ACTIVITIES
1. In the Lisbon postcard, why is this post shorter than the author's earlier writing?
2. Reproduce the stretch of the Lisbon postcard from "Postcard: Greetings from" through "what you think.", word for word.

EXTRACT PROVIDED
*-*-*

Postcard: Greetings from Lisbon
Note: With this post, I’m experimenting with a new format: a kind of digital postcard. Shorter, more specifically tied to an image and a momentary experience of place. I hope it will become a recurring series, in addition to the longer letters that I’ve been writing since the beginning of The Ministry of Imagination. Please let me know what you think.
April 1, 2022
It’s late afternoon and I am hanging around a funicular tram stop at the edge of a park called Jardim de São Pedro de Alcântara in Lisbon. The park is situated on the edge of hilltop neighborhood, Bairro Alto, which affords a sweeping view of the northeastern section of the city and out to the Targus River. But the main attraction at this moment is the graffiti crusted tram car slowly creaking up the street to its terminal stop. I’m leaning over a metal railing, watching the shadows deepen over the tram and its track and the steps that lead up to the avenue. A lisboeta sits on the steps alone, head bowed. A larger head hovers close by, patiently watching with an expression of sad benevolence. Is this a private apparition, conjured out of the reverie of this seated figure? I imagine a host of angels inscribed on the surfaces of the city, soothing our pain, whispering benedictions, like those ethereal beings in Wim Wender’s film “Wings of Desire.”

*-*-*

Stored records
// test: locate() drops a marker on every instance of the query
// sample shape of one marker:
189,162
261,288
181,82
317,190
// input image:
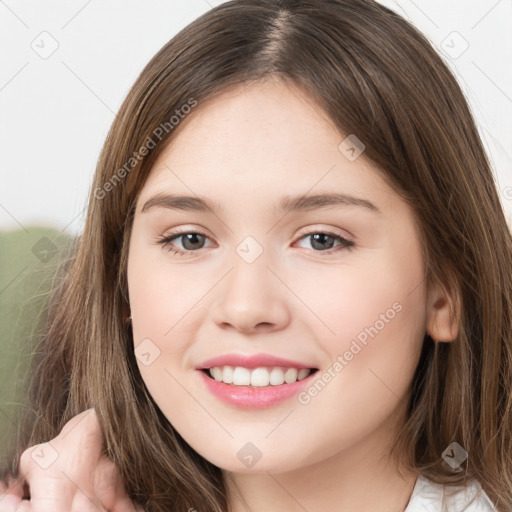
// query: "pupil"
321,237
188,237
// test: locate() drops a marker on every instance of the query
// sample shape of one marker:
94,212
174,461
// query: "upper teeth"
240,376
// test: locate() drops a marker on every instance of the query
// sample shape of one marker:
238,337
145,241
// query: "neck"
361,478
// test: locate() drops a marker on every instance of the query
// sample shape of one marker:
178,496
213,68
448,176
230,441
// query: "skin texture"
81,478
251,146
246,149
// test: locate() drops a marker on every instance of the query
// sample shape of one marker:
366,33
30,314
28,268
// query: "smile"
258,377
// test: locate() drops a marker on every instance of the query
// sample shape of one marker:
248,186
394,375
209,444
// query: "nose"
251,298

*-*-*

OUTPUTS IN ORDER
1. The author is trying out a new format, a kind of digital postcard. It is meant to be shorter and more specifically tied to an image and a momentary experience of place than the longer letters written since the beginning of The Ministry of Imagination.

2.
Postcard: Greetings from Lisbon
Note: With this post, I’m experimenting with a new format: a kind of digital postcard. Shorter, more specifically tied to an image and a momentary experience of place. I hope it will become a recurring series, in addition to the longer letters that I’ve been writing since the beginning of The Ministry of Imagination. Please let me know what you think.